# What needs to be done:
Reproduce the listing below word for word, leaving out the pictures.

# Input material:
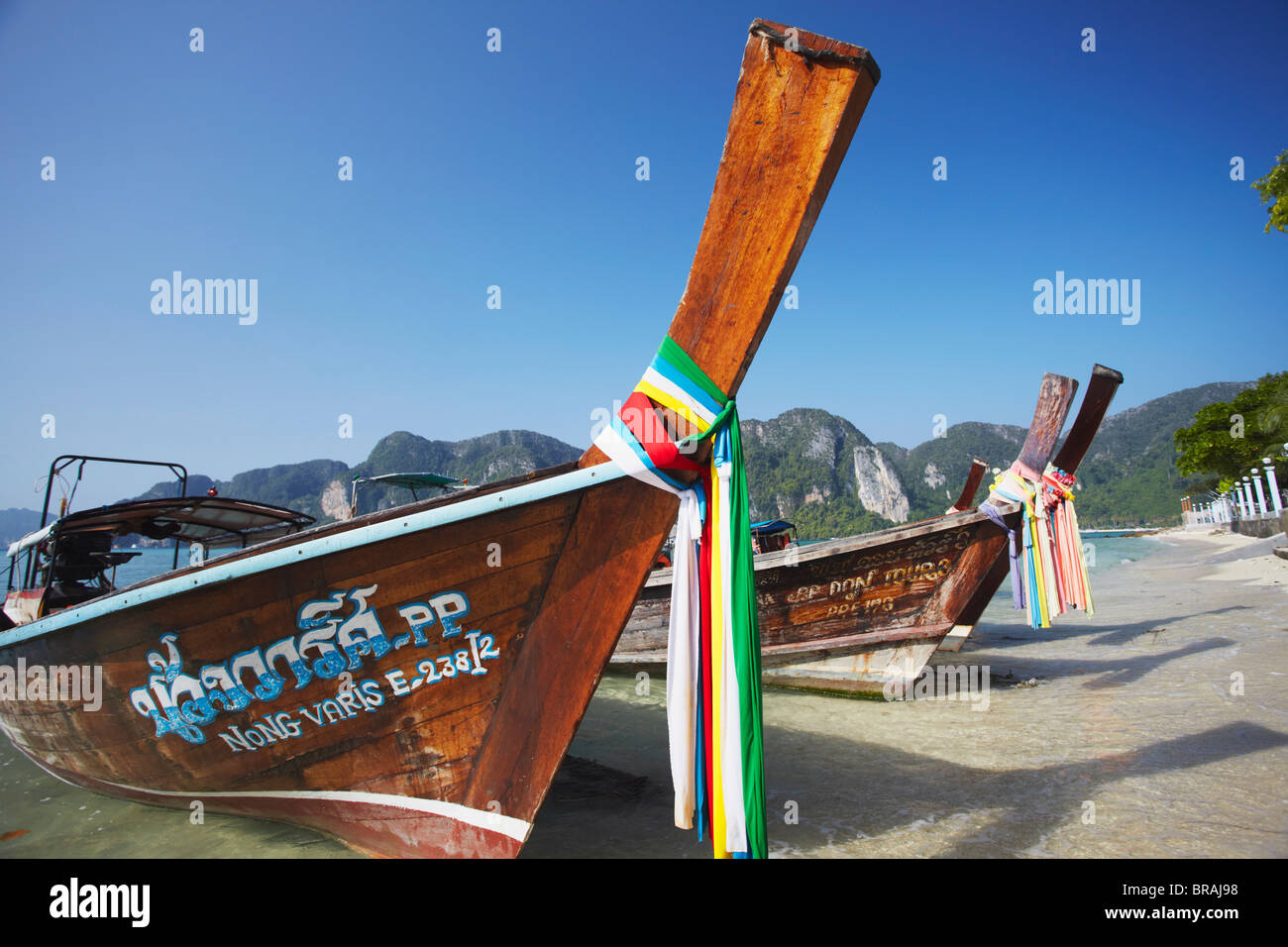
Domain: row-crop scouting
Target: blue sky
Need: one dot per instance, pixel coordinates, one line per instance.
(518, 169)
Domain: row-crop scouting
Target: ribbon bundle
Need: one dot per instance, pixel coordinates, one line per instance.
(712, 682)
(1048, 574)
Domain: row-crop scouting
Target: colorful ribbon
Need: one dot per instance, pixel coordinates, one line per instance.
(712, 681)
(1048, 574)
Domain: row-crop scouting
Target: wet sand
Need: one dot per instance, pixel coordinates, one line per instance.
(1117, 735)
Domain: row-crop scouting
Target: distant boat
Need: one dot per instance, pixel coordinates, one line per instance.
(408, 681)
(863, 612)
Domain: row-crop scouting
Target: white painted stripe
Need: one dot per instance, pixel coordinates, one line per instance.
(323, 545)
(492, 821)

# Result of this exercise:
Domain: row-crop scouting
Target: blue sky
Need: one dot per instance, pixel coordinates, one line per instance.
(518, 169)
Domain: row-crop scouting
Target: ribbon bundle
Need: one dot per instance, pixel coordinates, one line per instance.
(712, 682)
(1048, 574)
Domain: row-crop scouting
Target: colorful ribbon
Need: one dot per instance, pixel coordinates, one line per instance.
(712, 681)
(1048, 574)
Domain: row-crop scouting
Target: wet sand
Need: one dot per instance, pixel coordinates, one line per instance.
(1117, 735)
Domain: row-crop scouting
Target: distant boat
Need: one dot per instance, pixel coordinates, one line per instance.
(408, 681)
(863, 612)
Domain: row-crop scouting
Target: white painted stripe
Need: one dot per instance, pixel coordinates, one line per instance.
(323, 545)
(492, 821)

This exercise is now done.